[GIVEN PROBLEM]: Please edit the items below, replacing "single marker" with "single dot" and leaving all other text unchanged.

Entries from a collection:
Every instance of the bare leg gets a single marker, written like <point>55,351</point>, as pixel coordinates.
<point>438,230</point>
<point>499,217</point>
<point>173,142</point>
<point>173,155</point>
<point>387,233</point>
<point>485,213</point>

[RIGHT ANSWER]:
Every instance of the bare leg gets a single dot, written like <point>55,351</point>, as pixel coordinates.
<point>438,230</point>
<point>499,217</point>
<point>173,142</point>
<point>173,155</point>
<point>387,233</point>
<point>485,213</point>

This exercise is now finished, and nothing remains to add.